# [Supplied material]
┌──

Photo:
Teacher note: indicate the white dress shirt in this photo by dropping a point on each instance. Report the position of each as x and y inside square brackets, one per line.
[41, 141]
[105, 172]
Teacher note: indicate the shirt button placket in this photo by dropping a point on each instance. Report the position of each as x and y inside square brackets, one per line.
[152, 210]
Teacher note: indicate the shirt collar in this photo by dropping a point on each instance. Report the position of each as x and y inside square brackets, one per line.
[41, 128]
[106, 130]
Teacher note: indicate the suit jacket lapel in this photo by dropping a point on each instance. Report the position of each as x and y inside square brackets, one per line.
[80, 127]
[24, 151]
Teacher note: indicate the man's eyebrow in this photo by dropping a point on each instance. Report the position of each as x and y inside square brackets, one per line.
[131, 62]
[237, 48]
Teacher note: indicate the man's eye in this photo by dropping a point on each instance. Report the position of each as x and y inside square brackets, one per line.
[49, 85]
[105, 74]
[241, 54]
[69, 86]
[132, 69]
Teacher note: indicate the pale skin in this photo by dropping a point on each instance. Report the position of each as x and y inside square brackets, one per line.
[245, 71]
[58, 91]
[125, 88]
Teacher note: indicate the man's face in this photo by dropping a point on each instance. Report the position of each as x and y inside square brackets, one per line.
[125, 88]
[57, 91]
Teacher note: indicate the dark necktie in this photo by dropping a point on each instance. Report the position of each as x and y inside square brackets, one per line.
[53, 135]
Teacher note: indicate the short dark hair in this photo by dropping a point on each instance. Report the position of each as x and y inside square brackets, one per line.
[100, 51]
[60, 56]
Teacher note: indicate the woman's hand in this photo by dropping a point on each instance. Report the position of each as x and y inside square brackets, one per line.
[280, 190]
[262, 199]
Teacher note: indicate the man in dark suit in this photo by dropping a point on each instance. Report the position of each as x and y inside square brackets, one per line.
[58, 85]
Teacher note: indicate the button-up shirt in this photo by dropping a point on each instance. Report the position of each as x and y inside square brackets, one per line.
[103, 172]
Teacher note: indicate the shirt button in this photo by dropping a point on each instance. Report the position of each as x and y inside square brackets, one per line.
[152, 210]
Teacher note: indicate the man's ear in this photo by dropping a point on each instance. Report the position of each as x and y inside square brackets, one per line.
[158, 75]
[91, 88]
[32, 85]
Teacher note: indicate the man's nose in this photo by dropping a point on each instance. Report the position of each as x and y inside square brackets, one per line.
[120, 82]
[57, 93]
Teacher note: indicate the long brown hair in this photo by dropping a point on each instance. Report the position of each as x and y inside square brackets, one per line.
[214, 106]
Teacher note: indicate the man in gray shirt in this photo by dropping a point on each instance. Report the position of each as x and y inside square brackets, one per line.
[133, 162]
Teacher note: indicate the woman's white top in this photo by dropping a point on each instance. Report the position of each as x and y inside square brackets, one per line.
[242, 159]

└──

# [Task brief]
Please quote the records above exactly, without skipping a line.

# [Reply]
Photo:
Teacher note: indicate the white dress shirt in this photo by dropping a point on each instance. Report the position of each as x and y inside square brackets, one per line.
[41, 141]
[105, 172]
Teacher note: indicate the shirt button placket in this photo by dropping a point on each instance. Report the position of each as x and y inside square brackets, one per line.
[152, 210]
Teacher note: indicate the shirt collar in this photo by dropping a point on each instance. Report the position of each as x and y inside square brackets, one per line.
[41, 128]
[106, 130]
Teacher note: indicate the suit jacket lapel in this photo by dropping a point on each instance. Report the position of each as x and y inside square brackets, one per line.
[80, 127]
[24, 151]
Teacher note: indicate the man's eyebrow in this photo by dropping a point on each instance. Report the position of each as x and y inside square brackets, one per line.
[131, 62]
[237, 48]
Teacher note: indicate the man's eye in this photo by dropping a point on each instance. Report the position of each as x and y inside square brackets, one per line.
[49, 85]
[105, 74]
[241, 54]
[69, 86]
[132, 69]
Teacher note: indicate the pale skin in this photo by dropping a point on each instance. Report the position of each as x and y inside square brackets, one per line.
[245, 71]
[58, 91]
[125, 88]
Teacher note: indicate the man's face in this photo by dropping a point on each instance. Report the position of each as x and y inside square brackets, one per line.
[125, 88]
[57, 91]
Teacher note: indicate the dark necktie in this photo by dropping a point on each instance. Report the position of each as x and y inside square brackets, one per line.
[53, 135]
Teacher note: indicate the short dark hair in this photo by dropping a point on each instance. Report the position of each as x and y inside square brackets, one per line.
[100, 51]
[60, 56]
Teacher note: indicate the woman's hand in this photo by dropping a point on each instance. Report the position of each as x and y inside square brackets, one per line.
[280, 190]
[262, 199]
Teacher note: indicate the man in dark suit in this photo by dropping a point on each instance. Report the position of each as x and y inside square brackets, one per line.
[58, 85]
Teacher note: indicate the button-up shirt in this photo by dropping a point on each instance. Report the position of each as x and y inside square brackets, one per line.
[103, 172]
Teacher note: indicate the shirt button in this photo by dropping a point on each instance. Report the position of each as x and y inside square brackets, one per line.
[152, 210]
Teacher note: indicate the man's ear in this photo by dropping a point on each instance. Report the position of each as x and y inside square brackets, one per line.
[158, 75]
[91, 88]
[32, 85]
Teacher note: indicate the man's nose in this photo by dropping a point on each instance. Report the position of each as x and y inside square brackets, one per line.
[120, 82]
[57, 93]
Teacher note: indicate the long brown hair in this photo by dropping a point on each instance. Report the position of each as x and y inside square brackets, one per line.
[214, 106]
Teacher note: indicate the man in gray shirt in this photo by dropping a point on each instance. Report the position of each as x and y inside square brackets, one per line.
[133, 162]
Teacher note: indicate the woman's white top in this photo by dropping a point on each instance. Report the position of each as x and y inside square brackets, one per line.
[242, 159]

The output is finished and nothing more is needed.